(Assignment): In the epilogue notes, how long did the church keep its water site open every day?

(Given text):
EPILOGUE
1. For this, and throughout the epilogue: Sherman McCathern, phone interview with the author, March 20, 2018; and Todd Womack, interview with the author, Flint, Mich., April 6, 2018. The community, with the support of the university, was working to expand the Ubuntu idea not only philosophically but economically. That meant, for example, experimenting with a barter system so that people who didn’t have money could still participate in communal exchange.
2. McCathern noted that the church was mindful of the tradition of engagement modeled by the Presbyterian Community Church that was originally housed in its building. Residents had good memories of the church, he said, even if they weren’t members, which went a long way for Joy Tabernacle as it worked to build trust.
3. The church created a model of reaching people who fell through the gaps, particularly those who didn’t have televisions or had social phobias or otherwise weren’t connecting to the resources at the distribution centers. For two years, they kept their water site open every day, aided by volunteers from around the city, state, and country.
4. Steve Carmody, “New Preschool Aimed at Helping Flint Kids Exposed to Lead,” Michigan Radio, December 11, 2017.
5. As for McCathern himself, he said that he was still a student of learning how to take care of himself, even as he ministered to the neighborhood. For him, that meant prioritizing his spiritual life. Every morning, he said, he prayed and meditated for up to an hour and a half “to prepare myself personally for the perils I know I’m going to face during the day.” And along the way, there was room for fun, too, like Joy Tabernacle’s Halloween parties and annual Easter Egg hunt. It was a pleasure to see the kids run and play.
6. Infrastructure spending is also known to create jobs, which of course is a great need in cities across the country. Kristina Costa and Adam Hersh, “Infrastructure Spending Builds American Jobs,” Center for American Progress, September 8, 2011; Joseph Kane and Robert Puentes, “Expanding Opportunity through Infrastructure Jobs,” Brookings Institution, May 7, 2015; and The Boston Consulting Group and CA/LA Infrastructure, A Jobs-Centric Approach to Infrastructure Investment, April 2017.

(Supplied records):
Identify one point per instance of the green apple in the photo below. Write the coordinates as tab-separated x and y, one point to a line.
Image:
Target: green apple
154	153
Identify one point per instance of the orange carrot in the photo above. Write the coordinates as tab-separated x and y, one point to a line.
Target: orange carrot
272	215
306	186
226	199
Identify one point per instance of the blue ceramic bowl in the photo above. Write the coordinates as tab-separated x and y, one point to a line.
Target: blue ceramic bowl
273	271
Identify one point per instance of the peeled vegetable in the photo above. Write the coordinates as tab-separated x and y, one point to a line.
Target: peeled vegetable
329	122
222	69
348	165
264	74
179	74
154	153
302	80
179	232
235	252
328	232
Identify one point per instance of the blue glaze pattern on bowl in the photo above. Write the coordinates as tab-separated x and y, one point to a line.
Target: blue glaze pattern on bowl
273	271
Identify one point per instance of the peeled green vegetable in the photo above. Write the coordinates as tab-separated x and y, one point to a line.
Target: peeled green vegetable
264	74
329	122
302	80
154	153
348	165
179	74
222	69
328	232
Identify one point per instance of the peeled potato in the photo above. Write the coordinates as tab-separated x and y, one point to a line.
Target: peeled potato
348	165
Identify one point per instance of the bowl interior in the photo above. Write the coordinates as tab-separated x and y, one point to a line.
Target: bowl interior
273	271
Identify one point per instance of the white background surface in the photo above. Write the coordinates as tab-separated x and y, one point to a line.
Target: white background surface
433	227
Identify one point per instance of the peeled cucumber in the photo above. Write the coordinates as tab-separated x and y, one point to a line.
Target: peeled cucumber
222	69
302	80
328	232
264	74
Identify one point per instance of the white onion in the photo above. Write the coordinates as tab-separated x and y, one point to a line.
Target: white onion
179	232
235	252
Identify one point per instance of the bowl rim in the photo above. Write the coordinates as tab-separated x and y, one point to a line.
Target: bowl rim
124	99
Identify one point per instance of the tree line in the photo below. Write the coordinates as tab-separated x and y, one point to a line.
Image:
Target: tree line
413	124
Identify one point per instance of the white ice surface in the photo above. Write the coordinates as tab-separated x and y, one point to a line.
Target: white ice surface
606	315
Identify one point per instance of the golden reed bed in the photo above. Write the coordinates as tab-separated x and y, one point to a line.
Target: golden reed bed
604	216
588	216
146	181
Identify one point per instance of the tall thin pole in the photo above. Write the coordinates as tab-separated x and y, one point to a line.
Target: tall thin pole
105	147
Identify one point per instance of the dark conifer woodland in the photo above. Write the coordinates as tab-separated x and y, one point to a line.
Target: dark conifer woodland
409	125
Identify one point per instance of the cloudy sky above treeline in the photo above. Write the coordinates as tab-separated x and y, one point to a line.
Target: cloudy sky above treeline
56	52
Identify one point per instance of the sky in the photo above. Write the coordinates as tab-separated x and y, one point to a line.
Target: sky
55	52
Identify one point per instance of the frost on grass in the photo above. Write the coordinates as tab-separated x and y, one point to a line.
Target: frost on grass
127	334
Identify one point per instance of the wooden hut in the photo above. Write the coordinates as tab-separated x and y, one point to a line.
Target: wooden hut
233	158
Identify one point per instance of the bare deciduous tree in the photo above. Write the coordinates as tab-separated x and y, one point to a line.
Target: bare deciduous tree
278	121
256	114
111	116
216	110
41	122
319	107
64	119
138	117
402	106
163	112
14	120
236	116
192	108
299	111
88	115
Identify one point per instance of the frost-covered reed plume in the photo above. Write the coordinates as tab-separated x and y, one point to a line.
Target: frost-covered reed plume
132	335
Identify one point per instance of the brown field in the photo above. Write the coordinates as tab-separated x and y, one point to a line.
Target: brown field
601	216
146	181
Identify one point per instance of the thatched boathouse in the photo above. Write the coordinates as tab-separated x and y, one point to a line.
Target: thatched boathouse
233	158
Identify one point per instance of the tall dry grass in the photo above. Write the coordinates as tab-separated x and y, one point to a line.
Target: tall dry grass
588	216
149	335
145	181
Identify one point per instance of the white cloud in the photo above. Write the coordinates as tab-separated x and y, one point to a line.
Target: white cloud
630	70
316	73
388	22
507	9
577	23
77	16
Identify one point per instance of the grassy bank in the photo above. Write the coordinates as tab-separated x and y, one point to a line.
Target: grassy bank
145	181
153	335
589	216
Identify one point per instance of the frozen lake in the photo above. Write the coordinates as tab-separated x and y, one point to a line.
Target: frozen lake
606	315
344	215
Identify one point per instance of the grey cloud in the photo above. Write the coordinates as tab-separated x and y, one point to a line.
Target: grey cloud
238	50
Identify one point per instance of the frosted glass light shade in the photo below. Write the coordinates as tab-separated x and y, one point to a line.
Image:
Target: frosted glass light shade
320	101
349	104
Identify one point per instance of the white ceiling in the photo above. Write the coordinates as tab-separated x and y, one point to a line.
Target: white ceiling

(Answer box): For two years.